**Task requirements:**
Return a copy of every line in the records that includes the word "below".

══════════════════════════════

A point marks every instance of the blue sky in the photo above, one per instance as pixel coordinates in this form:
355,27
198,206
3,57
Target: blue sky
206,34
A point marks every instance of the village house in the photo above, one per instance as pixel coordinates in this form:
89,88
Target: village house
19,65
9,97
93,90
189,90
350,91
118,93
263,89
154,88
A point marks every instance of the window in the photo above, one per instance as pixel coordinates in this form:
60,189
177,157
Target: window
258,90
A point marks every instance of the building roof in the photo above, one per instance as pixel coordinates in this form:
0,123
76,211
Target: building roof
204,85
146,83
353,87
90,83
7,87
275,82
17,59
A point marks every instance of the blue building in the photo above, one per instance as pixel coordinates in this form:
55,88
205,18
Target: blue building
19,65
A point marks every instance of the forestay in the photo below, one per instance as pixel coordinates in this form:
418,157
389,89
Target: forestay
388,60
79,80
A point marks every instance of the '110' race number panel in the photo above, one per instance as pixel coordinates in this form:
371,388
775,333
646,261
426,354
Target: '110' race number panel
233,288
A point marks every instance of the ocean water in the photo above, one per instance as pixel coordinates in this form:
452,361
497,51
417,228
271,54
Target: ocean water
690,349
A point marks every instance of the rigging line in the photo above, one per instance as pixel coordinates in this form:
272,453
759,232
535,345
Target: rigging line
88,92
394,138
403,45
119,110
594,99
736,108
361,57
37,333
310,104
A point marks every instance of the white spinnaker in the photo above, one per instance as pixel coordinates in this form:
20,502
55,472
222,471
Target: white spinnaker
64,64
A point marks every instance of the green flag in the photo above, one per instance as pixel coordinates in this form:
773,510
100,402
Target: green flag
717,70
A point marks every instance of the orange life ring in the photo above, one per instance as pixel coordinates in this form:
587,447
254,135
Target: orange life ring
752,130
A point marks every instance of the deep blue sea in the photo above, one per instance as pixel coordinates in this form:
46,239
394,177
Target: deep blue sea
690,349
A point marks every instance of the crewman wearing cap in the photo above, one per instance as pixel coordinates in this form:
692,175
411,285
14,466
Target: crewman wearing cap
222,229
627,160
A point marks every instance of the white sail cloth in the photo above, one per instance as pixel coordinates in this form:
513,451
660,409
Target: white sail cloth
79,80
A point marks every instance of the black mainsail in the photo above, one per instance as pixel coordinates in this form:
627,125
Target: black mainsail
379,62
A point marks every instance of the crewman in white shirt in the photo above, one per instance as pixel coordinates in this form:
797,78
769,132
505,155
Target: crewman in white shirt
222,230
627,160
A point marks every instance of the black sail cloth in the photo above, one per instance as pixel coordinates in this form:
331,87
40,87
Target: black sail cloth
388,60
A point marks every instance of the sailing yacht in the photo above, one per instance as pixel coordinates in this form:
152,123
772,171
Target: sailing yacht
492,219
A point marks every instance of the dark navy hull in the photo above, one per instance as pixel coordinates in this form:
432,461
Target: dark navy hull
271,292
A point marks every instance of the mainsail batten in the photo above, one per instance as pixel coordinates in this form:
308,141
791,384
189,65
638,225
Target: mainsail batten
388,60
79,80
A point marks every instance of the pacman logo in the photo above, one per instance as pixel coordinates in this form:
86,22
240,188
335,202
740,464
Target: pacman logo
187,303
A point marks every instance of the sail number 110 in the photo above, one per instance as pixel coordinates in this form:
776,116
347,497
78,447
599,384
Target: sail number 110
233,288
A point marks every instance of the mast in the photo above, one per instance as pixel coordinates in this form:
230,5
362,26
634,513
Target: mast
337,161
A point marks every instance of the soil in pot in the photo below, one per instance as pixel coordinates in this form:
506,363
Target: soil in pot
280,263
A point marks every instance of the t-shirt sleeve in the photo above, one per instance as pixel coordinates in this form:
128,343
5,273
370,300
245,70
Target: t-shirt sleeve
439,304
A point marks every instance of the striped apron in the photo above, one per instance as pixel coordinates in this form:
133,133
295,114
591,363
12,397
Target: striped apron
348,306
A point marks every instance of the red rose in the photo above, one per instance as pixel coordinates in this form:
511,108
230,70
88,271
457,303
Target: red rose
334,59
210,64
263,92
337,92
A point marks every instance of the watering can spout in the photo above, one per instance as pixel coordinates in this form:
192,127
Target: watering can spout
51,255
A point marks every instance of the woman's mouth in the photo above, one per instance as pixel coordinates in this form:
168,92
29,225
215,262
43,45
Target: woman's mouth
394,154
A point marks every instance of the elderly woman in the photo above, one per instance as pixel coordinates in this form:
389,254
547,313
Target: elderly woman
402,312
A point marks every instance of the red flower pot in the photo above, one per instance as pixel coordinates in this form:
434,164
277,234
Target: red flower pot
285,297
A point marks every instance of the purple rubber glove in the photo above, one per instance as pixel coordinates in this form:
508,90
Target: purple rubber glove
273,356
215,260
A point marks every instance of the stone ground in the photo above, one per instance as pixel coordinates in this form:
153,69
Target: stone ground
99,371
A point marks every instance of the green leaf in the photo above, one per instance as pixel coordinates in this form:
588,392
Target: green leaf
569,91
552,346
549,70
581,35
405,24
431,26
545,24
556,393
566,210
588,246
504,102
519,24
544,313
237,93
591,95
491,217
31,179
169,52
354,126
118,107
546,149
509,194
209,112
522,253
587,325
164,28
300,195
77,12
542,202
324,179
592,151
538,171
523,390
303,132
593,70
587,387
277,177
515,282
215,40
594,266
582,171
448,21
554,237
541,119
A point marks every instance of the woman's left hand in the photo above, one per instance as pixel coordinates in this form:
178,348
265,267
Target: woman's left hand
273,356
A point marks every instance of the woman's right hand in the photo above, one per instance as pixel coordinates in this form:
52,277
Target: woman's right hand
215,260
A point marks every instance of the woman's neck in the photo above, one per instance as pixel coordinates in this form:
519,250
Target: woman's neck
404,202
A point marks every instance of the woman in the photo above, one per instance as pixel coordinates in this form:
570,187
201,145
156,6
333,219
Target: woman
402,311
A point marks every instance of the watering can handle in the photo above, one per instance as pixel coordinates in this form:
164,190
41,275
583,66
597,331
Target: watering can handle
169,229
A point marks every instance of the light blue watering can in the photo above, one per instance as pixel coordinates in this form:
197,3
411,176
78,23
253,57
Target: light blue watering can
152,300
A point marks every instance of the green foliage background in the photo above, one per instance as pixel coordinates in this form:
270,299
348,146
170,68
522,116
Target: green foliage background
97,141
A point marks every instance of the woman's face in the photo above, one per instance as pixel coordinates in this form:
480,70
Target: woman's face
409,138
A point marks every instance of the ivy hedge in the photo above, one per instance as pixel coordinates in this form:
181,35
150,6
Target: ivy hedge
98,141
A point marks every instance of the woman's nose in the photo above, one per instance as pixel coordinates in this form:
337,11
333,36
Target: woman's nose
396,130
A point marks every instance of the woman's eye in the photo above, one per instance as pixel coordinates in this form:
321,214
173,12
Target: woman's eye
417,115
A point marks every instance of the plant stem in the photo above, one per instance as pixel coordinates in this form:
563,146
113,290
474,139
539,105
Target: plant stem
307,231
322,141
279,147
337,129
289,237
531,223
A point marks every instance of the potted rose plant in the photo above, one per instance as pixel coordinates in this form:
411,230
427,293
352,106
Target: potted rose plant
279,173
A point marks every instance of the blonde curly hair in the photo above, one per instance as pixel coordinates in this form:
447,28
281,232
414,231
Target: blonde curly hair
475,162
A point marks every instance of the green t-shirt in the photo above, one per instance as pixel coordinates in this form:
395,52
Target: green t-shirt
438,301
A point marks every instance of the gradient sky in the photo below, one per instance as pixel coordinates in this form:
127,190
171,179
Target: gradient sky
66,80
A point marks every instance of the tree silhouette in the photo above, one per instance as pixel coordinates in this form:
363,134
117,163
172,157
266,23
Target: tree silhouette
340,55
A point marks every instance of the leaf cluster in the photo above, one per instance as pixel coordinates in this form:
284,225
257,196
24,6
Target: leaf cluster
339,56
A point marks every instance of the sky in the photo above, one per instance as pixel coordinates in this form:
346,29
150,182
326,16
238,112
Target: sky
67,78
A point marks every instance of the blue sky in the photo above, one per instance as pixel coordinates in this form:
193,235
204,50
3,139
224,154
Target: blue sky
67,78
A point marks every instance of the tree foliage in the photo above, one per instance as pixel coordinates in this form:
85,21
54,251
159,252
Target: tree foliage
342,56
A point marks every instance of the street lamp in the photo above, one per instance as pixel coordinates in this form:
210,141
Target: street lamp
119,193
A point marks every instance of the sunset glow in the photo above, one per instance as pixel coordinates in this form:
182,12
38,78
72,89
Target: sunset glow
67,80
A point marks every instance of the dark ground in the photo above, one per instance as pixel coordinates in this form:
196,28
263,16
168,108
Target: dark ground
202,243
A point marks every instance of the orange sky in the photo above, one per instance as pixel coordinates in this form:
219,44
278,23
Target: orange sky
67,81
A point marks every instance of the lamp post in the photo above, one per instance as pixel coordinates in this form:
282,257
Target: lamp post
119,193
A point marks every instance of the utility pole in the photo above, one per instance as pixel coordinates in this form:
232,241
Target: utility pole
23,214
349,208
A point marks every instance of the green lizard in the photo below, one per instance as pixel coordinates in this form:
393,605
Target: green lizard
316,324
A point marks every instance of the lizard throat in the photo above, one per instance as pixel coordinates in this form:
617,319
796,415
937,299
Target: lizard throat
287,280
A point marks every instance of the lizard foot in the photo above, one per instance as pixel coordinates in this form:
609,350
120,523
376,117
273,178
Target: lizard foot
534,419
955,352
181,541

══════════════════════════════

**Your response:**
A point marks every instance of the forestay in the photo below, one per instance as pixel coordinates in this form:
A point marks every instance of the soil in pot in the photo below, one per instance as pixel coordinates in this form:
A point marks every instance of the gradient sky in the photo below, one per instance as pixel coordinates in this form:
A point marks every instance of the green lizard in the photo below, one per instance as pixel coordinates in this form:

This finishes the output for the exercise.